--- begin Extract to read ---

I have been struggling yesterday and starting to feel a loy of hurt and anger. It must be the impending court hearing tomorrow.

I am supposed to be talking with H today about the possibility of revoking the hearing tomorrow.

I have been so torn, feeling that this is not moral, to put either of us through this.

But last night I got an extremely cool letter from his solicitor. My H is playing tough with this, will see me in court with bells on and intends to fight.

My h has left me, quite simply, emotionally and physically devastated. The last few months have been a living hell. He is now looking less guilty and sheepish, especially around my mother, who is incidentally going back to Oz next Wednesday.

He is so cold and indifferent......no obvious hate or hurt just completely over me, he is in a new life with a new woman and he has left me behind picking p the pieces of my life and my heart with no concern or remorse. I truly do not know wht has happened to the man I married, he is gone, as has my marriage as I knew it.

--- end Extract to read ---

#### Directions
Return the post about the upcoming court hearing above word for word, keeping its spelling and punctuation unchanged.

--- begin Information shown ---

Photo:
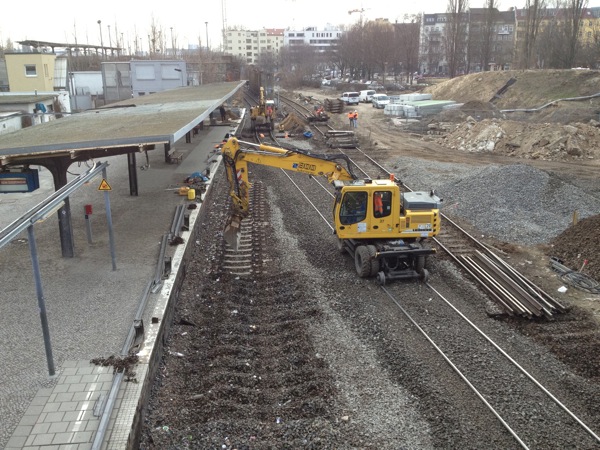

--- end Information shown ---

#### Solution to this exercise
I have been struggling yesterday and starting to feel a loy of hurt and anger. It must be the impending court hearing tomorrow.

I am supposed to be talking with H today about the possibility of revoking the hearing tomorrow.

I have been so torn, feeling that this is not moral, to put either of us through this.

But last night I got an extremely cool letter from his solicitor. My H is playing tough with this, will see me in court with bells on and intends to fight.

My h has left me, quite simply, emotionally and physically devastated. The last few months have been a living hell. He is now looking less guilty and sheepish, especially around my mother, who is incidentally going back to Oz next Wednesday.

He is so cold and indifferent......no obvious hate or hurt just completely over me, he is in a new life with a new woman and he has left me behind picking p the pieces of my life and my heart with no concern or remorse. I truly do not know wht has happened to the man I married, he is gone, as has my marriage as I knew it.